(Your assignment):
Continue the press release about the Stop Deceptive Advertising for Women's Services Act, picking up after its final paragraph.

(Selected passage):
============

FOR IMMEDIATE RELEASE
July 15, 2011
NARAL Pro-Choice America Praises Stop Deceptive Advertising for Women’s Services ActMenendez-Maloney legislation targets so-called “crisis pregnancy centers” that mislead women by advertising services they don’t provide
Washington, DC – Nancy Keenan, president of NARAL Pro-Choice America, praised Sen. Bob Menendez (D-N.J.) and Rep. Carolyn Maloney (D-N.Y.) for their continued efforts to forward legislation that would give the Federal Trade Commission (FTC) the authority to protect women from anti-choice “crisis pregnancy centers” (CPCs) that use deceptive advertising practices.
Investigations by NARAL Pro-Choice America and its state affiliates, along with a congressional study, have revealed that most CPCs are not regulated and engage in false advertising. CPCs often advertise as if they provide abortion services or counseling, when in fact they are centers created to dissuade women from exercising their right to choose. Under the Stop Deceptive Advertising for Women’s Services Act, which was introduced yesterday, the FTC could penalize organizations that engage in these practices.
“We applaud Rep. Maloney’s and Sen. Menendez' continued leadership in making sure women are not misled about their health-care options,” Keenan said. “It’s time for Congress to step in and hold these fake ‘clinics’ accountable. Even though we may have differences of opinion on abortion, Americans value honesty in advertising. We should all agree that a woman should not be misled or manipulated when she’s facing an unintended pregnancy.”

============

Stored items
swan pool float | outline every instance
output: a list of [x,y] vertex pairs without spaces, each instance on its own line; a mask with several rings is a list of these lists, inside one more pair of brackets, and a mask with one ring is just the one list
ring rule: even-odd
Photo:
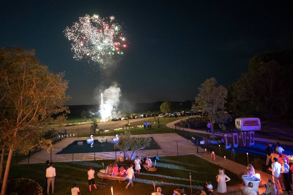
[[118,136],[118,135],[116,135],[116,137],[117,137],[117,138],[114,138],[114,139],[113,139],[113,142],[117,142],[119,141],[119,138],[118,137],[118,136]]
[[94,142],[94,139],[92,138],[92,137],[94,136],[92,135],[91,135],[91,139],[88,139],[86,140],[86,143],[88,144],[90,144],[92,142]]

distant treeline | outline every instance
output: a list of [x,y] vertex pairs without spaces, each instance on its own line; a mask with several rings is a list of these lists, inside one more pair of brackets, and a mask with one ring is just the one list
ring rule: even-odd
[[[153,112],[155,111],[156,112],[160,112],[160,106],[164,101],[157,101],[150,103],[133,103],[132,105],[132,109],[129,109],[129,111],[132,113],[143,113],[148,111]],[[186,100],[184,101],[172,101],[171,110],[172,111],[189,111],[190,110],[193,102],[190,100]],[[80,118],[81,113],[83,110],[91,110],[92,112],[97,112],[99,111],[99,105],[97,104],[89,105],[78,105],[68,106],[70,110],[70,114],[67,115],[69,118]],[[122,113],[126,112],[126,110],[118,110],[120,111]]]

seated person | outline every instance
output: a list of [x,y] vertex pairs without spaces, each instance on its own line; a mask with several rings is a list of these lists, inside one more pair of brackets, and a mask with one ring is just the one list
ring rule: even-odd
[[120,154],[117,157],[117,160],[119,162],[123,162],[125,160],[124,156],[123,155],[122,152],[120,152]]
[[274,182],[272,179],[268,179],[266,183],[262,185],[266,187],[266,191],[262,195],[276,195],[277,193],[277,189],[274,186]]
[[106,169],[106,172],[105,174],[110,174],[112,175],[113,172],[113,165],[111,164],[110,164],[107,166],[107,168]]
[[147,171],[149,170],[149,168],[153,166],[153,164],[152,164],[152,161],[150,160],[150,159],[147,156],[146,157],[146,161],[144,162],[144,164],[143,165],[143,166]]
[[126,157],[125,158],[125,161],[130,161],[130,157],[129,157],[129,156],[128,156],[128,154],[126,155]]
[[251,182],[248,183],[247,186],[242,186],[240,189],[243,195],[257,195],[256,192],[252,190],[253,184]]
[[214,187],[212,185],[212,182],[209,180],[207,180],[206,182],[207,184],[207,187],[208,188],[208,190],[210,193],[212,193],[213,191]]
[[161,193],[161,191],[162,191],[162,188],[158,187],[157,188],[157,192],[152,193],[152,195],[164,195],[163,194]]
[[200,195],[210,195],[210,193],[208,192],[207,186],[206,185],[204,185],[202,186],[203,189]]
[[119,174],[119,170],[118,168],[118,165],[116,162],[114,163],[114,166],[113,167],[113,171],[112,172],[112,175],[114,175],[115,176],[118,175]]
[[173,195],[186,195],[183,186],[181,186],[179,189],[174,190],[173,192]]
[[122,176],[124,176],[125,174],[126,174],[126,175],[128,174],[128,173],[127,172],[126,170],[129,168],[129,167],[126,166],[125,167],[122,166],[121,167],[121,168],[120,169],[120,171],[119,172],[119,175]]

============

(Final answer):
This year, NARAL Pro-Choice America Foundation, in partnership with nine of their state affiliates, launched the “Tour to Expose Fake Clinics” in an effort to raise the national dialogue about dangerous practices of CPCs and their misleading practices. In addition, the organization also scored a victory in 2010 when its grassroots campaign successfully convinced Yellowpages.com and Superpages.com to change policies that allowed CPC’s to advertise online for abortion related services that they did not provide.
While the evidence documenting CPCs' deceptive tactics is not new, events this year have brought national attention to these facilities and their practices. Notably, South Dakota passed an unprecedented law that requires women seeking abortion care to first submit to an in-person counseling session at a CPC, even if against her will. Thankfully, last month a federal judge preliminarily enjoined the law before it took effect; however, the passage of this alarming legislation only underscores the urgent need for Congress to act to protect women from misinformation and manipulation and pass the Stop Deceptive Advertising for Women's Services Act.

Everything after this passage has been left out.